_Text excerpt_.
_ _ _

Although not cited in Bendit's briefs, this Court notes that this analytical approach was adopted by another court in In re Cavalier Indus., Inc., where a Chapter 7 Trustee made a similar objection, arguing that allowing the claims would significantly reduce the distribution to other unsecured creditors. No. 99-31737 DWS, 2003 WL 716291, at *3 (Bankr. E.D. Pa. Feb. 6, 2003). There, too, this argument met swift rejection. Id. The Cavalier Indus. court stated that "unsecured creditors are claimants of equal legal rank entitled only to share pro rata in whatever remains after payment of secured and priority claims" so, unless there is a showing that a creditor detrimentally relied on a particular percentage, equity requires treating the document as an informal proof of claim. Id. (citing In re 266 Wash. Assos, 141 B.R. 275, 282 (Bankr. E.D.N.Y. 1992)).

Next, the Trustee and the Debtor's Principals highlight a different analytical approach. This approach focuses on whether the claimant: (1) is sophisticated; (2) had actual notice of the bar date; and (3) was intimately involved in the debtor's bankruptcy case. Grubb, 169 B.R. at 348; Han-Hsien Tuan, 2013 WL 5719505, at *5 (citing Outboard Marine Corp., 386 F.3d at 828); see Rosenblum, 545 B.R. at 860 (finding it equitable to treat a motion to dismiss as informal proof of claim when the claimant was a pro se litigant). In Han-Hsien Tuan, the district court affirmed the bankruptcy court's decision not to apply the informal proof of claim doctrine since the claimant, "a law firm, was a sophisticated creditor represented by one of its own attorneys before the bankruptcy court." 2013 WL 5719505, at *5. In the same breath, the Han-Hsien Tuan court noted that attorneys practicing in the bankruptcy court are charged with a general knowledge of the Federal Rules of Bankruptcy Procedure and are expected to follow said rules. Id. (citing In re Fink, 366 B.R. 870, 877 (Bankr. N.D. Ind. 2007)).

_ _ _

_Tasks_.
(A) Print the rows below exactly as they stand, beginning with the first row and going on through the line with "point(58, 194)", leaving out the pictures.
(B) Proceed with the excerpt on the informal proof of claim doctrine in bankruptcy, picking up after its final sentence.

Entries from a dataset:
_ _ _

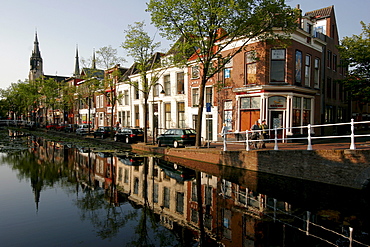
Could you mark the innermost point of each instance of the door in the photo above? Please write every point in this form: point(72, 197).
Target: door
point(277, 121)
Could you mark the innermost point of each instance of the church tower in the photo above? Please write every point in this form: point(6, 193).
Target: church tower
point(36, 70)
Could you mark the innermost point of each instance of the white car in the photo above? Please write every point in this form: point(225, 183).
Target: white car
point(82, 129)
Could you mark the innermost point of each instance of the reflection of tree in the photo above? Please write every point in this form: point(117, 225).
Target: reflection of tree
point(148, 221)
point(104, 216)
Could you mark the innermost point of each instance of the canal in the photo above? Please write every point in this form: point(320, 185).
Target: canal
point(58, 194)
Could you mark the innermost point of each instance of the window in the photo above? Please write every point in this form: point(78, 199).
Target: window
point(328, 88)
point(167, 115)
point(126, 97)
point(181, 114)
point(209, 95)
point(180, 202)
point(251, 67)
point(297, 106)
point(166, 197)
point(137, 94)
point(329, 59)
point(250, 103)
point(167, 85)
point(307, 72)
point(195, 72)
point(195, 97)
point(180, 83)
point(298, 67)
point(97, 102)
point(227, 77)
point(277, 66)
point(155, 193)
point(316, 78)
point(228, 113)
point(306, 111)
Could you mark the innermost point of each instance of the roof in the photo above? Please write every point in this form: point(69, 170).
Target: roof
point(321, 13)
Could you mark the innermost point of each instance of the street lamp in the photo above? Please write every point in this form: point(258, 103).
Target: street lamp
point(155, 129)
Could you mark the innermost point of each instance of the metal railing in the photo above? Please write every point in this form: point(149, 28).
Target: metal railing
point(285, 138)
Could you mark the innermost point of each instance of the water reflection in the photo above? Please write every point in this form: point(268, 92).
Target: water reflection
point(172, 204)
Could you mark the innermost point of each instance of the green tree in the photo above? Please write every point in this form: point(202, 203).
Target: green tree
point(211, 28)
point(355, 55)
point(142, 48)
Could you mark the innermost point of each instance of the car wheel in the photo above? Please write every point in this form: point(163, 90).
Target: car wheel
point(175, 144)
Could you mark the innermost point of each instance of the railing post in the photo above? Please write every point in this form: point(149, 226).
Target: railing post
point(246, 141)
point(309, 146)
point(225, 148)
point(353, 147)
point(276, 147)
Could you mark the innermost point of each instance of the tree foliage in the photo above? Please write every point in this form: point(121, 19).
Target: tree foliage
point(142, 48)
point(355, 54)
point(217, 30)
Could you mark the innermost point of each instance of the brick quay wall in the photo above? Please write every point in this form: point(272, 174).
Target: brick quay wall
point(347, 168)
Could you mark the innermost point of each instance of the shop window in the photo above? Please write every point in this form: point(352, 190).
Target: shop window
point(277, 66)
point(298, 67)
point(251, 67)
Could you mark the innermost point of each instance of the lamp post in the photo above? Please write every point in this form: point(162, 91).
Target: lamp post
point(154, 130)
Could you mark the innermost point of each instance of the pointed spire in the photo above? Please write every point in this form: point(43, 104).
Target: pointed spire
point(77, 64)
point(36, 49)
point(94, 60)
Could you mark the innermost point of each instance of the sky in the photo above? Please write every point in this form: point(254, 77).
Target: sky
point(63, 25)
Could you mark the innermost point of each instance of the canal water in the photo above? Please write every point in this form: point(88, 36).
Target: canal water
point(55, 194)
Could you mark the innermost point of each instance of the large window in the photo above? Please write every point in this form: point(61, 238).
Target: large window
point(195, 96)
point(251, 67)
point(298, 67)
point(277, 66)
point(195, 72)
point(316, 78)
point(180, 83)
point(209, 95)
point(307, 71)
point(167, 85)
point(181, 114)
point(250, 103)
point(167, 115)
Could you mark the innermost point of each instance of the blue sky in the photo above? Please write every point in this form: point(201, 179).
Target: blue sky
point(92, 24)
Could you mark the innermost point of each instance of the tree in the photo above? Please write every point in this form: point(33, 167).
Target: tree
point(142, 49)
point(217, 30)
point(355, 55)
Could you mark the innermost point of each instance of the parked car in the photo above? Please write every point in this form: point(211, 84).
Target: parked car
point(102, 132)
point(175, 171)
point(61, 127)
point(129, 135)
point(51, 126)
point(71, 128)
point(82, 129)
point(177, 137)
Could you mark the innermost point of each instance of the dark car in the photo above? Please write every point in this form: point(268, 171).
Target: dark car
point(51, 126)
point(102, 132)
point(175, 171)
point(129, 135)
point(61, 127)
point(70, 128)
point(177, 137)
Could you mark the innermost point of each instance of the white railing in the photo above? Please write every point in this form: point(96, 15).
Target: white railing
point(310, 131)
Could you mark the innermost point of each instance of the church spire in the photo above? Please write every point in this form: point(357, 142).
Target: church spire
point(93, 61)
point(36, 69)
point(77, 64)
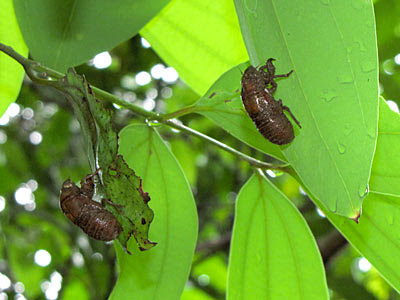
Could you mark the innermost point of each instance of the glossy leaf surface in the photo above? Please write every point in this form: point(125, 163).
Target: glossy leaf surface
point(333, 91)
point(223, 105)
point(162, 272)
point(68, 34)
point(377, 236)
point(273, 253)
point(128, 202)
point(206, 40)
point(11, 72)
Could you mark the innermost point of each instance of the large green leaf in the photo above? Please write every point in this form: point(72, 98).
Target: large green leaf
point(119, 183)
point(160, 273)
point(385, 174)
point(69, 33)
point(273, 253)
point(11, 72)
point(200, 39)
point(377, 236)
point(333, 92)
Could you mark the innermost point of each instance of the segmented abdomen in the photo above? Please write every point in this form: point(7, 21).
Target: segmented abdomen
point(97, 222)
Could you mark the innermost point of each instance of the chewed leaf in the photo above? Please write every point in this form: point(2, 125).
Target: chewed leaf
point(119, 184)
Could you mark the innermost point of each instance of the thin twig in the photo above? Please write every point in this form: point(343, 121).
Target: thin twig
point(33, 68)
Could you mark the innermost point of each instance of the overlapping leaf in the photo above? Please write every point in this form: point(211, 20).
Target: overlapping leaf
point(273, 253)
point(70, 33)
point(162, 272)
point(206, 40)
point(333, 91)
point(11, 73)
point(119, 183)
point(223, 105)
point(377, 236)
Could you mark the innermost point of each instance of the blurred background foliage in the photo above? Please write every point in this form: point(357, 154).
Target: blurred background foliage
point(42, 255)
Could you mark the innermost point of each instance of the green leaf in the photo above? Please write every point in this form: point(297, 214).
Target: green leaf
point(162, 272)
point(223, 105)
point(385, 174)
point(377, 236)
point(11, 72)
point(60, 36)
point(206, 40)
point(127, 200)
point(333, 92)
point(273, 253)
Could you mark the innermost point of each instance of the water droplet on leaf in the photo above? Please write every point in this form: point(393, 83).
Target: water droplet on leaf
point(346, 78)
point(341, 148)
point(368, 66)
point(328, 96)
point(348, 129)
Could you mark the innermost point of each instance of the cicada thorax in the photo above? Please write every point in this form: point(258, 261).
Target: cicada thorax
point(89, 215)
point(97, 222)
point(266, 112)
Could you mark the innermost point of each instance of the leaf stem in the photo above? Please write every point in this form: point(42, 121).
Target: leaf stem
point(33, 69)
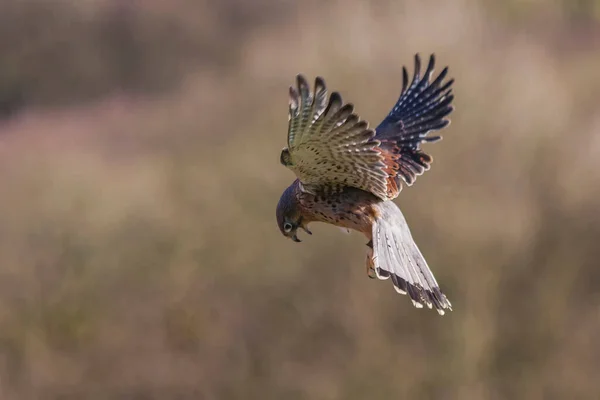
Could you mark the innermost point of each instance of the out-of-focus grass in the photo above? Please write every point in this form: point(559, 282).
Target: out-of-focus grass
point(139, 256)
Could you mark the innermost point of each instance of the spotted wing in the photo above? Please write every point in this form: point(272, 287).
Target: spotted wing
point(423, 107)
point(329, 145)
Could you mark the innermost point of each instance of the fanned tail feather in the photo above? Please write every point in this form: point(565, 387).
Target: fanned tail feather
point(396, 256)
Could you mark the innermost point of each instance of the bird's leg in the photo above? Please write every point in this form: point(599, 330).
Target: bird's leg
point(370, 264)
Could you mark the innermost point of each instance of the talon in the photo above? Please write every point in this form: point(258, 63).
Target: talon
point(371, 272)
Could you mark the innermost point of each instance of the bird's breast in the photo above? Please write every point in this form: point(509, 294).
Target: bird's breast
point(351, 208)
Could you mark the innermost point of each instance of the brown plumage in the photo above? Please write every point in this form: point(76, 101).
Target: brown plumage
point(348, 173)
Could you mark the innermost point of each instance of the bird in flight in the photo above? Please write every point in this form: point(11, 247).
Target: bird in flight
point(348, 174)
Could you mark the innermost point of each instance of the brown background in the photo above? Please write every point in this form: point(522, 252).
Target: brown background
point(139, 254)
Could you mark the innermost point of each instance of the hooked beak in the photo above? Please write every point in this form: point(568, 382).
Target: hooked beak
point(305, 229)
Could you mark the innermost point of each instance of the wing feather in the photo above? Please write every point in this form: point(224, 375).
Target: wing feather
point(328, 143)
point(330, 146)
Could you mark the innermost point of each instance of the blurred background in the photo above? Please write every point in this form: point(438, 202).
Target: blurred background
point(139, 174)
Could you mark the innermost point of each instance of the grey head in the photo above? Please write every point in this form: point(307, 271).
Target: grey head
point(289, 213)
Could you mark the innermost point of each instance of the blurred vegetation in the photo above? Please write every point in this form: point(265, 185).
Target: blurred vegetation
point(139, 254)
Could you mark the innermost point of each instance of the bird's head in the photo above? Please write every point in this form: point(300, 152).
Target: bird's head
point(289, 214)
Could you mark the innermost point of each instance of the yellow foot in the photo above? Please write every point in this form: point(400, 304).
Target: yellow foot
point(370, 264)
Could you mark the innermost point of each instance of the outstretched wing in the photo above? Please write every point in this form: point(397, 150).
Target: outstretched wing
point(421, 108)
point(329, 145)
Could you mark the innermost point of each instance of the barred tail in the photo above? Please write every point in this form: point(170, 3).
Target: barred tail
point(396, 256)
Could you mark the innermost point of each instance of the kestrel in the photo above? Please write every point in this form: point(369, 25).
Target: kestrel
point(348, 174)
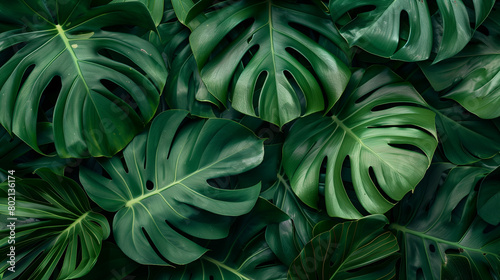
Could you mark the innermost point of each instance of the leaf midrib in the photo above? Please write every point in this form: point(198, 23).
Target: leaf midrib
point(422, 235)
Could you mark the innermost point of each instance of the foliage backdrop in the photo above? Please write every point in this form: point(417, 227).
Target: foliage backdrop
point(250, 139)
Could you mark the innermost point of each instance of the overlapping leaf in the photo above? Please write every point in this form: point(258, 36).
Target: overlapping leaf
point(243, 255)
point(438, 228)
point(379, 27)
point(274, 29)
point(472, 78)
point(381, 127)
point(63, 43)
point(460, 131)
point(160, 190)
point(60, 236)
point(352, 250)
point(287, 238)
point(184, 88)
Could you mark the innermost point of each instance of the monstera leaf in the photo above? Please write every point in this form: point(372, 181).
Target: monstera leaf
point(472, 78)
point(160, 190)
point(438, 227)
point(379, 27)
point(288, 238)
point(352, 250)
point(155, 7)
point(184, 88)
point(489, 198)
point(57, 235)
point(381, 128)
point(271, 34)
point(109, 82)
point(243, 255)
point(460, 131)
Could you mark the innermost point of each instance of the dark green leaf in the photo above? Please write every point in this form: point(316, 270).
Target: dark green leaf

_ _ _

_Task answers_.
(A)
Could you mark the innermost point of each instance of the door in the photo above? Please write every point in this form: point(72, 197).
Target: door
point(277, 121)
Could you mark the innermost point of each instance of the church tower in the photo above? Please write every point in this form: point(6, 193).
Target: church tower
point(36, 70)
Could you mark the innermost point of each instance of the white car in the photo above? Please write every point in this form: point(225, 183).
Target: white car
point(82, 129)
Could you mark the innermost point of each instance of the reflection of tree in the photo above? Please write every point in this form: point(117, 225).
Target: reflection of tree
point(148, 221)
point(104, 216)
Could you mark the innermost point of each instance of the canal in the photo above? Please write every point in this form: point(320, 185).
Target: canal
point(58, 194)

(B)
Furthermore, in its own review of relevant Third Circuit case law, this Court identifies at least one other analytical approach where courts examine the totality of circumstances, which is the approach this Court will follow, rather than simply focusing on the impact of distribution, on the one hand, or the creditor's sophistication on the other. See Agassi v. Planet Hollywood Int'l, Inc., 269 B.R. 543 (D. Del. 2001); In re SemCrude, L.P., 443 B.R. 472 (Bankr. D. Del. 2011). In Planet Hollywood, certain professional athletes and their service companies sought determination as to their rights to attorney fees and related expenses under the attorney fee provision in rejected personal service contracts. 269 B.R. at 545-48. Some of the claimants failed to include the attorney fee provision in their individual proofs of claim but attached a copy of the contract to the proofs of claim. Id. at 546. In holding it would be equitable to allow certain claimants to proceed based on the informal proof of claim doctrine, the Planet Hollywood court focused its fifth prong analysis on the fact that the creditors "communicated their intent to collect attorney's fees from the [d]efendants on numerous occasions prior to the expiration of the bar date." Id. at 550-51. Specifically, outside of motions filed with the court, the creditors' counsel also sent letters to the debtors indicating the claimants sought to collect attorney fees in connection with the termination of their individual contracts. Id. at 551.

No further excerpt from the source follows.